Selected excerpt:
· · · · ·

The new administrators found themselves confronted by the herculean task of restoring peace, reorganizing the state on an entirely novel basis, reconciling the foreign powers, and, what was the worst, of performing all these and other duties with an almost empty exchequer. Naturally, they were too busy with these primary questions to investigate the nature of Christianity and define their attitude toward it. Many an idea bequeathed from the feudal forefathers, including the conviction that Christianity was incompatible with the good sense and the loyalty of the citizen, still lingered among the people, and, in like manner, the government seemed at first to follow the antiChristian policy of its predecessors. The thirty-seven hundred Catholics about Nagasaki, who had, during the Tokugawa period, been veiling their faith under Buddhist guise,—a practice performed so subtly and for so many generations that many devotees had actually forgotten the original meaning of their services, — now came forth at the dawn of the new era, and were at once, in 1870, arrested and treated as inveterate felons. The government, however, had not yet framed its policy toward Protestantism, the difference of which from Catholicism it seemed to appreciate in some measure. The American missionaries, now twelve men and three women, labored, therefore, among an unfriendly nation and under no law’s sanction, —or, more correctly, against law. By 1872, after thirteen years’ work, less than twenty Japanese, a number nearly equal to that of the missionaries, had been baptized.
These years of adverse conditions and meagre success were, however, the apostolic age of Japanese Christianity, the pristine vigor and faith of which will ever gladden the memory of the church. The historic truth that a new church among a hostile nation attracts strong souls was nobly exemplified here by the few men joining the brotherhood. They were all young students, typical sons of the time, who were full of hope and ambition and were animated by a tremendous sense of responsibility to the future of the nation. They comprised such illustrious names as Oshikawa, Honda, Uemura, Okuno, Kozaki, Yokoi, Ebina, Miyakawa, Nitobe, and Uchimura, most of whom are still among the foremost in ministry, education, and politics, and whose names are inseparably associated with the history of the Japanese church. These men lived not in one place, but in south, central, and north Japan, and became in as many places powerful nuclei of small but strong Christian communities.

· · · · ·

Data:
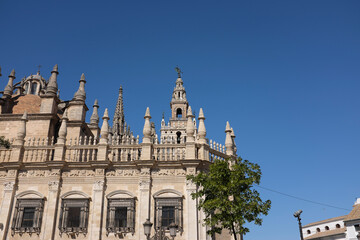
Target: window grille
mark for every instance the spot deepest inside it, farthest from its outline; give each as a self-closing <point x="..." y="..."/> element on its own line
<point x="27" y="216"/>
<point x="74" y="216"/>
<point x="120" y="216"/>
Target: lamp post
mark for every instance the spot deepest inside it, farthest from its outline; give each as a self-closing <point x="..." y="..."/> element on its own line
<point x="147" y="228"/>
<point x="297" y="215"/>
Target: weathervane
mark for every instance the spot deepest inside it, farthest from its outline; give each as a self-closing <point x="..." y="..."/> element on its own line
<point x="178" y="70"/>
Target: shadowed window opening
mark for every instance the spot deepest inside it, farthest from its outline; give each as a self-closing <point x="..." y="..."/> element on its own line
<point x="179" y="113"/>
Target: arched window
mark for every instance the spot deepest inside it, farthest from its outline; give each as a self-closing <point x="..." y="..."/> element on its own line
<point x="26" y="88"/>
<point x="33" y="88"/>
<point x="178" y="139"/>
<point x="179" y="113"/>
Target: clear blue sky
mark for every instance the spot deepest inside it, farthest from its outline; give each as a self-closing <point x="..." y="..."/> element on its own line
<point x="284" y="73"/>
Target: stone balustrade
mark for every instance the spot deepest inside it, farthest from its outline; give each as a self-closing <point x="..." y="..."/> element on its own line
<point x="85" y="149"/>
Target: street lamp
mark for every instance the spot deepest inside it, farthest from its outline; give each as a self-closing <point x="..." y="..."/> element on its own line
<point x="173" y="228"/>
<point x="297" y="215"/>
<point x="147" y="228"/>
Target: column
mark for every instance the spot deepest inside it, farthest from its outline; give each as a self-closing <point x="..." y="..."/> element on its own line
<point x="144" y="201"/>
<point x="7" y="202"/>
<point x="51" y="206"/>
<point x="97" y="203"/>
<point x="191" y="210"/>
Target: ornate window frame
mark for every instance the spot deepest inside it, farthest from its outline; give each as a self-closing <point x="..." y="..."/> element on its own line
<point x="117" y="199"/>
<point x="28" y="199"/>
<point x="168" y="198"/>
<point x="70" y="200"/>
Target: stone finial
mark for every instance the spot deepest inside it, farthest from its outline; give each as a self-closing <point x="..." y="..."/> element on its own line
<point x="80" y="95"/>
<point x="8" y="91"/>
<point x="63" y="128"/>
<point x="189" y="113"/>
<point x="20" y="136"/>
<point x="105" y="128"/>
<point x="52" y="86"/>
<point x="147" y="127"/>
<point x="190" y="129"/>
<point x="228" y="141"/>
<point x="202" y="129"/>
<point x="94" y="119"/>
<point x="147" y="113"/>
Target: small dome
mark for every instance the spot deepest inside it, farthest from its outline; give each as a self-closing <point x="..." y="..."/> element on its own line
<point x="33" y="84"/>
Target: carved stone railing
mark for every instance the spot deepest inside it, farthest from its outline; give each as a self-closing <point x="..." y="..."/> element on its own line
<point x="124" y="153"/>
<point x="5" y="154"/>
<point x="169" y="152"/>
<point x="38" y="154"/>
<point x="87" y="149"/>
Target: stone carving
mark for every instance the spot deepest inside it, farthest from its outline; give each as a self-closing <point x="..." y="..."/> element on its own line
<point x="180" y="172"/>
<point x="53" y="185"/>
<point x="79" y="173"/>
<point x="99" y="172"/>
<point x="145" y="172"/>
<point x="40" y="173"/>
<point x="99" y="185"/>
<point x="9" y="186"/>
<point x="11" y="173"/>
<point x="144" y="184"/>
<point x="2" y="173"/>
<point x="54" y="173"/>
<point x="110" y="173"/>
<point x="22" y="173"/>
<point x="123" y="172"/>
<point x="190" y="171"/>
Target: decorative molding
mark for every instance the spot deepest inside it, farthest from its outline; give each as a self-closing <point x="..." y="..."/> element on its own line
<point x="164" y="191"/>
<point x="11" y="173"/>
<point x="79" y="173"/>
<point x="3" y="174"/>
<point x="144" y="184"/>
<point x="99" y="185"/>
<point x="53" y="185"/>
<point x="123" y="172"/>
<point x="9" y="186"/>
<point x="67" y="194"/>
<point x="117" y="192"/>
<point x="29" y="192"/>
<point x="54" y="173"/>
<point x="99" y="172"/>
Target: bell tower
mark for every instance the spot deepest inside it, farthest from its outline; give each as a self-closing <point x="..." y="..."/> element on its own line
<point x="175" y="130"/>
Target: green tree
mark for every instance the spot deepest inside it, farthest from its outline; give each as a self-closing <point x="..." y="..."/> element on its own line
<point x="227" y="197"/>
<point x="4" y="143"/>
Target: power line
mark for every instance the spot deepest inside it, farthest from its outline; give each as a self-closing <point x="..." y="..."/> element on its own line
<point x="303" y="199"/>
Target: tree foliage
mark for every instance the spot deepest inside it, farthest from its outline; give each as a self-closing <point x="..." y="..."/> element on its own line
<point x="4" y="143"/>
<point x="227" y="197"/>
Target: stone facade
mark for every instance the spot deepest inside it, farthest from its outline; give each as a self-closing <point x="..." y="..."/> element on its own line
<point x="63" y="178"/>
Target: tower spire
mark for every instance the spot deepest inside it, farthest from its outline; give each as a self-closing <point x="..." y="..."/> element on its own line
<point x="80" y="95"/>
<point x="119" y="116"/>
<point x="52" y="87"/>
<point x="8" y="91"/>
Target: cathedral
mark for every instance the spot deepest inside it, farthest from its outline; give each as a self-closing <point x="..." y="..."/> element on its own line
<point x="65" y="178"/>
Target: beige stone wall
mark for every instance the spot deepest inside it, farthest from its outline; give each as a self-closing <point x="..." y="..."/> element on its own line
<point x="82" y="180"/>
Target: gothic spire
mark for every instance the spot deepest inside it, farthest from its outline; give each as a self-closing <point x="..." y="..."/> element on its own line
<point x="119" y="116"/>
<point x="80" y="95"/>
<point x="8" y="91"/>
<point x="52" y="87"/>
<point x="94" y="119"/>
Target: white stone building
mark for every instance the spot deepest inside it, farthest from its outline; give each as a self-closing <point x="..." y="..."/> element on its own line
<point x="338" y="228"/>
<point x="63" y="178"/>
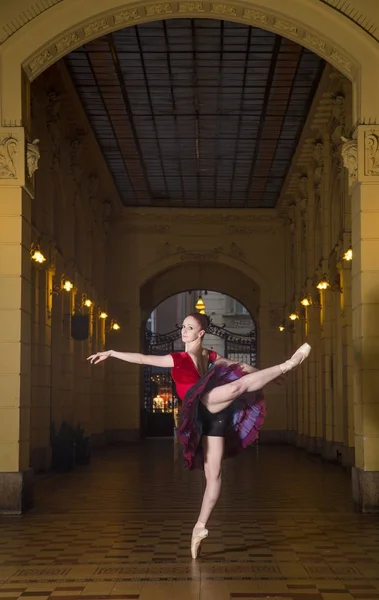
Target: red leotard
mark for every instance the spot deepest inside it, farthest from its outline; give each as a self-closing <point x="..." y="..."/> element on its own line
<point x="184" y="372"/>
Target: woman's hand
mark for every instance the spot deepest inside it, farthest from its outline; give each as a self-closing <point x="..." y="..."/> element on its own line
<point x="99" y="357"/>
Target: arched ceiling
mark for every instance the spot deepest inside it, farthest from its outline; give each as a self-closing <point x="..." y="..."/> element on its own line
<point x="196" y="112"/>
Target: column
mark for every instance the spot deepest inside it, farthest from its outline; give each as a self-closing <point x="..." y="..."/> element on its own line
<point x="16" y="482"/>
<point x="361" y="157"/>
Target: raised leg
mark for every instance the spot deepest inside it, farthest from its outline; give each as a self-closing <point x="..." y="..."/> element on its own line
<point x="221" y="397"/>
<point x="213" y="449"/>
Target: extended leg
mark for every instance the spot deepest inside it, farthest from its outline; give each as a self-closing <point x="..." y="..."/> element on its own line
<point x="223" y="396"/>
<point x="213" y="449"/>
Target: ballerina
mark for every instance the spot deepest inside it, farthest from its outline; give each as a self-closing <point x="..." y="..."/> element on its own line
<point x="223" y="406"/>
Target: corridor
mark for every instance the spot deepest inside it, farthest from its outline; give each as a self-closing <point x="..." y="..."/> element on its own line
<point x="284" y="528"/>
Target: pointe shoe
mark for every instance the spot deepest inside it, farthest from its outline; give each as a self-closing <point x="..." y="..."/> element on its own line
<point x="198" y="535"/>
<point x="296" y="359"/>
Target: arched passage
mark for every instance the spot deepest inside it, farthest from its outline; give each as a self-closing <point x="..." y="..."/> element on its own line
<point x="57" y="30"/>
<point x="190" y="276"/>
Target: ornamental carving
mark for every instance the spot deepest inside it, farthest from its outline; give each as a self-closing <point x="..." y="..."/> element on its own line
<point x="191" y="7"/>
<point x="349" y="152"/>
<point x="67" y="41"/>
<point x="164" y="8"/>
<point x="255" y="15"/>
<point x="8" y="157"/>
<point x="303" y="187"/>
<point x="126" y="16"/>
<point x="95" y="27"/>
<point x="371" y="154"/>
<point x="38" y="63"/>
<point x="32" y="157"/>
<point x="224" y="9"/>
<point x="285" y="26"/>
<point x="338" y="120"/>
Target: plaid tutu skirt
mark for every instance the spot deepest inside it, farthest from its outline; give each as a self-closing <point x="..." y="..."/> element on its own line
<point x="245" y="416"/>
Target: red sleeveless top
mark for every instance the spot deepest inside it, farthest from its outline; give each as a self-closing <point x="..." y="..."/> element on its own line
<point x="184" y="372"/>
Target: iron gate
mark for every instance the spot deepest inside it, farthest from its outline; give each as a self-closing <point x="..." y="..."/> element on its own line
<point x="160" y="402"/>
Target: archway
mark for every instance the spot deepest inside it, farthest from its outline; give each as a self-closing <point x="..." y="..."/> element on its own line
<point x="231" y="333"/>
<point x="48" y="36"/>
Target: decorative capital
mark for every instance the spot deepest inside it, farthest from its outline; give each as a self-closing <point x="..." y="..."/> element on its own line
<point x="32" y="157"/>
<point x="349" y="153"/>
<point x="12" y="156"/>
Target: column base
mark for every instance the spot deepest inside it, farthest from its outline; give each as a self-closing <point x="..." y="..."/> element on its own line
<point x="16" y="492"/>
<point x="365" y="490"/>
<point x="122" y="436"/>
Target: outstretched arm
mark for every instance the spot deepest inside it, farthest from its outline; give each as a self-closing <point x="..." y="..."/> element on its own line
<point x="245" y="367"/>
<point x="134" y="357"/>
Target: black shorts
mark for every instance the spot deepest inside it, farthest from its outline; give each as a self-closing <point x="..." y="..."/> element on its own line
<point x="214" y="424"/>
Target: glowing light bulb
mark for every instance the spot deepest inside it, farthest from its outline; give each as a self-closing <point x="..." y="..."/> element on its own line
<point x="348" y="255"/>
<point x="68" y="285"/>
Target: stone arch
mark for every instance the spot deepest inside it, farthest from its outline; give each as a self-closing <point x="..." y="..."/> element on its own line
<point x="63" y="27"/>
<point x="216" y="276"/>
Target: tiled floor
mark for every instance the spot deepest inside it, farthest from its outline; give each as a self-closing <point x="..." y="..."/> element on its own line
<point x="121" y="528"/>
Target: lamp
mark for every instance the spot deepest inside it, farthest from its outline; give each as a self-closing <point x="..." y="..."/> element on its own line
<point x="36" y="254"/>
<point x="67" y="285"/>
<point x="86" y="301"/>
<point x="348" y="255"/>
<point x="306" y="301"/>
<point x="323" y="284"/>
<point x="200" y="306"/>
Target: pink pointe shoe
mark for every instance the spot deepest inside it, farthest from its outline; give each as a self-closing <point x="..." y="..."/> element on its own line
<point x="296" y="359"/>
<point x="198" y="535"/>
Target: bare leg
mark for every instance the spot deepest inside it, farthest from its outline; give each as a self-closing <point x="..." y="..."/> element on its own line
<point x="213" y="448"/>
<point x="221" y="397"/>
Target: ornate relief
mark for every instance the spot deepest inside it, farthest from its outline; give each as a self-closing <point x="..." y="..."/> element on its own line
<point x="303" y="187"/>
<point x="163" y="8"/>
<point x="53" y="125"/>
<point x="371" y="154"/>
<point x="67" y="41"/>
<point x="349" y="152"/>
<point x="223" y="9"/>
<point x="285" y="26"/>
<point x="318" y="155"/>
<point x="191" y="7"/>
<point x="32" y="157"/>
<point x="39" y="62"/>
<point x="8" y="157"/>
<point x="341" y="60"/>
<point x="338" y="120"/>
<point x="314" y="41"/>
<point x="95" y="27"/>
<point x="133" y="15"/>
<point x="255" y="15"/>
<point x="126" y="16"/>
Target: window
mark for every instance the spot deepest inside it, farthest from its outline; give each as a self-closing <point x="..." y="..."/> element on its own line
<point x="233" y="307"/>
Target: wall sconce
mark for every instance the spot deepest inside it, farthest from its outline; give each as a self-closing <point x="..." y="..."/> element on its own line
<point x="36" y="254"/>
<point x="86" y="301"/>
<point x="200" y="306"/>
<point x="323" y="284"/>
<point x="348" y="255"/>
<point x="293" y="316"/>
<point x="67" y="285"/>
<point x="306" y="301"/>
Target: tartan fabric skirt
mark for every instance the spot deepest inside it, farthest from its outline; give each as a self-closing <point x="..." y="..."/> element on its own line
<point x="244" y="419"/>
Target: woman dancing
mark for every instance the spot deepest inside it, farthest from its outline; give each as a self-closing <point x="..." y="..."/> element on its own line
<point x="223" y="407"/>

· · · · ·

Job: Could you resume the passage on early Christianity in Japan, picking up right after its last sentence?

Output for this task:
In 1872 the government awoke to the injustice of the restrictions and prohibition of religions, so that it rehabilitated Buddhism to the position of which it had so lately been deprived, and regarded it as on a parity with Shinto. The same spirit of justice was in a large measure responsible for the termination in this year of the prohibition of Christianity. Christianity had entered Japan from small openings and achieved but slight success, but its powerful position abroad and its possible progress in Japan were brought home to her administrators through the representations of foreign diplomats and the reports of the first Japanese embassy, under Iwakura, that went round the world. It seemed now as untenable to deny an equitable treatment to Christianity as it was to continue to favor Shinto at the expense of Buddhism. The former step was, however, an important advance upon the latter, inasmuch as it implied the end of any state religion. Shinto had been such since 1871; but from 1872, when Buddhism was accorded the same position, no religion as such has been identified with the state, while, on the other hand, the just policy begun in these years was, as has been suggested, carried to its logical consequence in the Constitution of 1889.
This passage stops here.